- What the task asks -
Reproduce the essay on chasing love below word for word, from its title through its final line.

- Document extract -
++++++++++
It’s Not Real Love.
I wrote this the other day:
Through years of working through childhood trauma, I discovered in my mid-twenties that I crave love and stability because I never really had it as a kid. I was introduced to love by my parents rumbling through a nasty divorce and love-hating each other for a decade. That lead to me calling myself a hopeless romantic and always CHASING love.
The chase used to be my favorite part. Figuring out the formula to making a woman fall for me became an equation I was destined to solve until either I solved it, dated toxicity, or left with a broken heart.
When I solved it, usually I became uninterested. When I dated toxicity, I endured the pain of forcing love. When broken-hearted, I just longed for the one that didn’t want me.
Eventually, this hard head and harder heart realized that the “old” adage is true. No one person can make you happy…
Unless that person is you.
And love is a choice.
++++++++++
Entries drawn from a collection:
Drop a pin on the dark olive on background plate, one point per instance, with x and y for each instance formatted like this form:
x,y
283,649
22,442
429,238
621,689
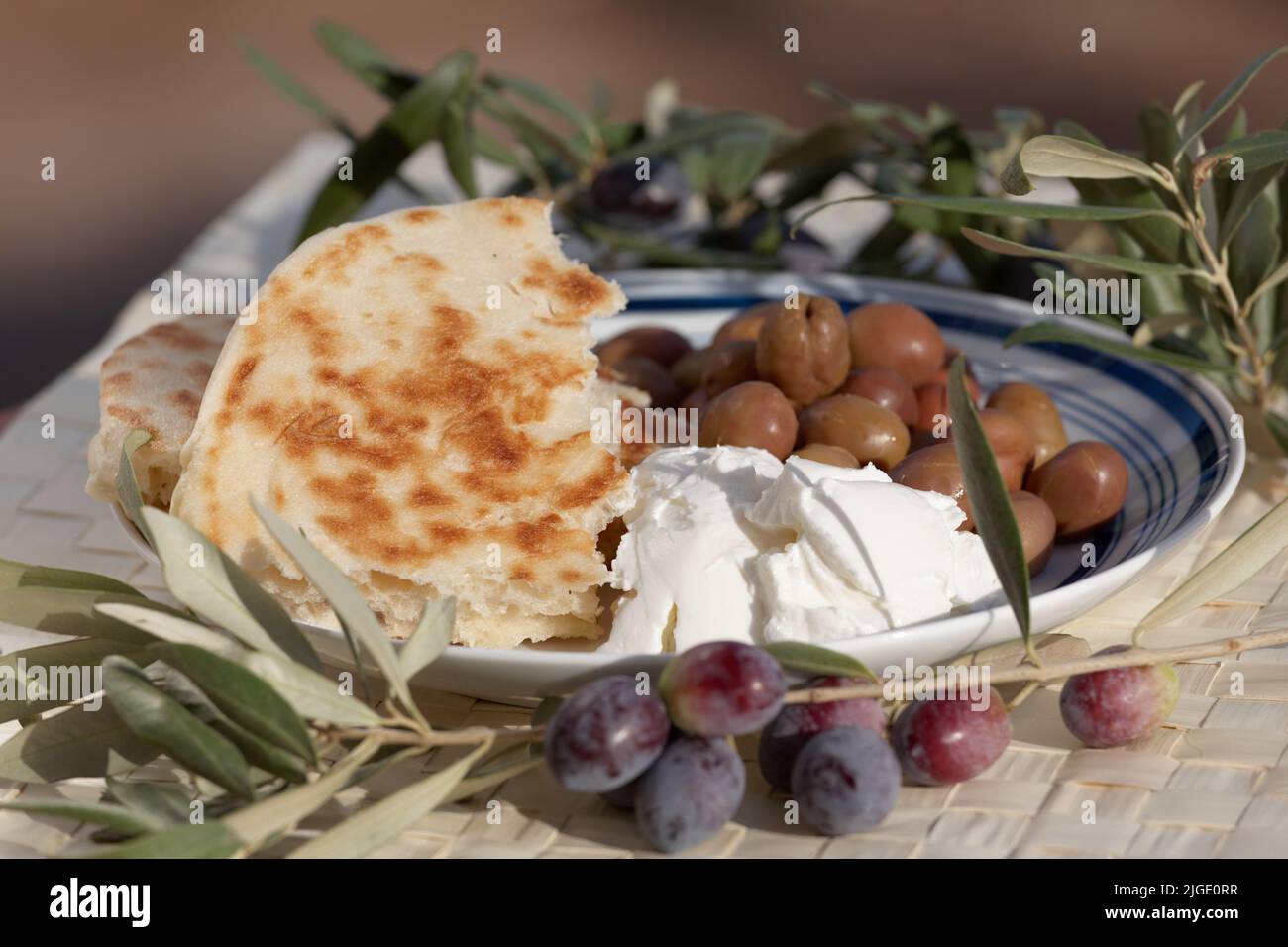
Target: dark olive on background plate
x,y
728,365
662,346
1035,410
935,468
617,195
1037,528
649,376
827,454
746,324
804,350
687,369
754,414
866,429
1085,484
887,388
894,335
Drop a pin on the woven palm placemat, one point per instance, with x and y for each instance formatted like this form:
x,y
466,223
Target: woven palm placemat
x,y
1212,783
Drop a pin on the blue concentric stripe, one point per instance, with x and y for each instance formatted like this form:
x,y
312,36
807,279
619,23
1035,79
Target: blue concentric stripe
x,y
1147,459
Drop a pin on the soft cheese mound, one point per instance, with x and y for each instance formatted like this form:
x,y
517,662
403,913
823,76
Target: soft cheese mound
x,y
868,554
726,543
687,562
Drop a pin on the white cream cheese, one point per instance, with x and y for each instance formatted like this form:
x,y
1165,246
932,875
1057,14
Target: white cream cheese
x,y
687,562
726,543
867,554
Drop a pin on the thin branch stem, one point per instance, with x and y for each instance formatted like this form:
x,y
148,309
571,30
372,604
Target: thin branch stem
x,y
1134,657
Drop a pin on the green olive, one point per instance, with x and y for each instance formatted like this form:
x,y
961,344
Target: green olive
x,y
894,335
1085,484
862,427
804,350
1037,528
651,342
827,454
754,414
1035,410
729,365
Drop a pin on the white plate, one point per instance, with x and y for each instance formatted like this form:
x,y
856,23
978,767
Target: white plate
x,y
1171,428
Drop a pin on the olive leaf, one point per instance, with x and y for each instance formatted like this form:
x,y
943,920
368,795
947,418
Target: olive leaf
x,y
116,817
1231,569
430,638
205,840
170,628
243,696
72,612
553,102
217,587
75,742
374,826
990,501
161,802
492,776
128,484
58,661
1278,427
815,660
459,141
292,88
1228,97
1127,264
1056,333
991,206
1273,279
362,56
1059,157
1258,151
313,696
266,758
737,161
416,119
160,719
344,598
258,822
20,575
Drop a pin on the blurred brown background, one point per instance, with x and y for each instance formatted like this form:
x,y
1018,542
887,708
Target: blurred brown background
x,y
153,141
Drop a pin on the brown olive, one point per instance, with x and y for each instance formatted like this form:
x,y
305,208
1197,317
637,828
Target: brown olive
x,y
935,468
1010,442
866,429
887,388
827,454
1035,410
687,369
745,325
754,414
1085,484
804,350
729,365
651,342
932,410
1037,528
971,384
648,376
894,335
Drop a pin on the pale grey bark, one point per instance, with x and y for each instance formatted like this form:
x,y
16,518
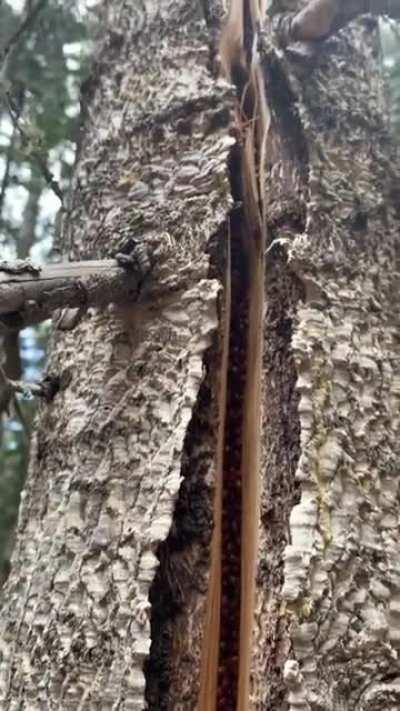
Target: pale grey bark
x,y
125,458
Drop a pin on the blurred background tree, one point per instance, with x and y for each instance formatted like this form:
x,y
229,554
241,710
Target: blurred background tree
x,y
39,90
40,74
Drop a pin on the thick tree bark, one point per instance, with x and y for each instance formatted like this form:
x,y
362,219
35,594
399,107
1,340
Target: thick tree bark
x,y
123,594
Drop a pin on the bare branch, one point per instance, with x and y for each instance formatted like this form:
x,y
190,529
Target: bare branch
x,y
322,18
25,25
30,294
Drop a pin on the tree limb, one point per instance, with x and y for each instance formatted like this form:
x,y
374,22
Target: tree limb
x,y
30,294
322,18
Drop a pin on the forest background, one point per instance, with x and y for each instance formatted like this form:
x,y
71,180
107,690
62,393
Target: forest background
x,y
42,69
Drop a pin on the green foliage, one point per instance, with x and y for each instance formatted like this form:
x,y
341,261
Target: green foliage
x,y
390,39
40,84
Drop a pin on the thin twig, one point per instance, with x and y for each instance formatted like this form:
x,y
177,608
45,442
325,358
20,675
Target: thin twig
x,y
25,25
27,140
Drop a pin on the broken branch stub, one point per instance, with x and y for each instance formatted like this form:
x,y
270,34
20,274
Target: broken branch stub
x,y
30,294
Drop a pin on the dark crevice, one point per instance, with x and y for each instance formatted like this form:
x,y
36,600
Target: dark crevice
x,y
183,556
281,451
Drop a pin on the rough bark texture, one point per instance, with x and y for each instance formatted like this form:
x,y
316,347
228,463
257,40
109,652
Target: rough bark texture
x,y
111,451
84,609
333,194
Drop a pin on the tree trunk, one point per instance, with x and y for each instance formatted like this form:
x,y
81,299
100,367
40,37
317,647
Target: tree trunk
x,y
172,554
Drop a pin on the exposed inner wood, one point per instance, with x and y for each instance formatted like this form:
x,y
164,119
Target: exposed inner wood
x,y
236,510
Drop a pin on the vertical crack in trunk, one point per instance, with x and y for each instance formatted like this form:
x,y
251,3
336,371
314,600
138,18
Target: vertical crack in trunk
x,y
228,635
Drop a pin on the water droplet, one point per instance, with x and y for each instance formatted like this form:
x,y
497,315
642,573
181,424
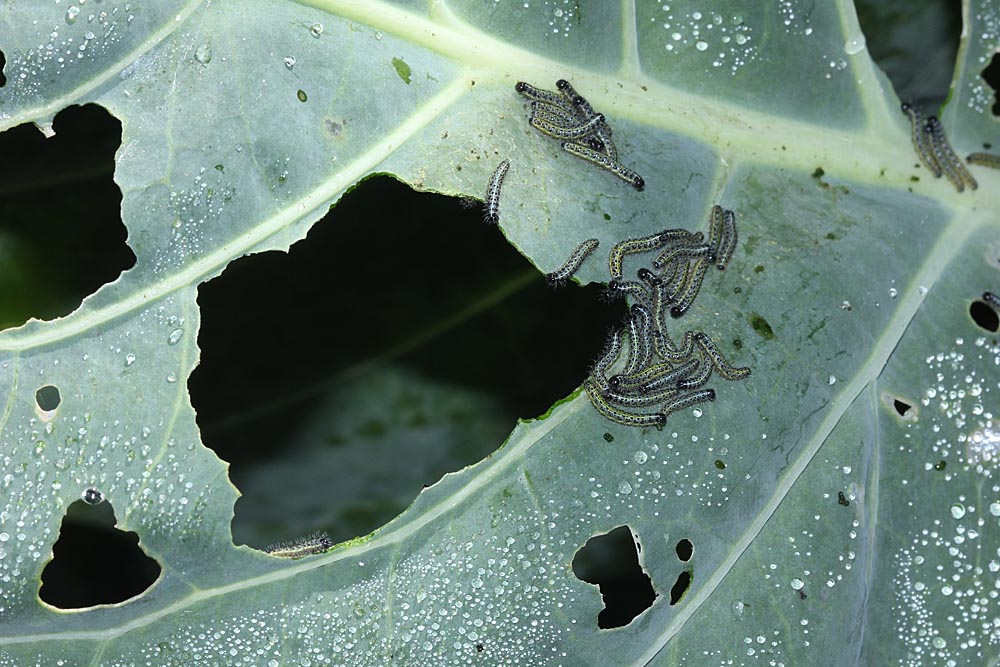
++++++++++
- Answer to this problem -
It’s Not Real Love.
I wrote this the other day:
Through years of working through childhood trauma, I discovered in my mid-twenties that I crave love and stability because I never really had it as a kid. I was introduced to love by my parents rumbling through a nasty divorce and love-hating each other for a decade. That lead to me calling myself a hopeless romantic and always CHASING love.
The chase used to be my favorite part. Figuring out the formula to making a woman fall for me became an equation I was destined to solve until either I solved it, dated toxicity, or left with a broken heart.
When I solved it, usually I became uninterested. When I dated toxicity, I endured the pain of forcing love. When broken-hearted, I just longed for the one that didn’t want me.
Eventually, this hard head and harder heart realized that the “old” adage is true. No one person can make you happy…
Unless that person is you.
And love is a choice.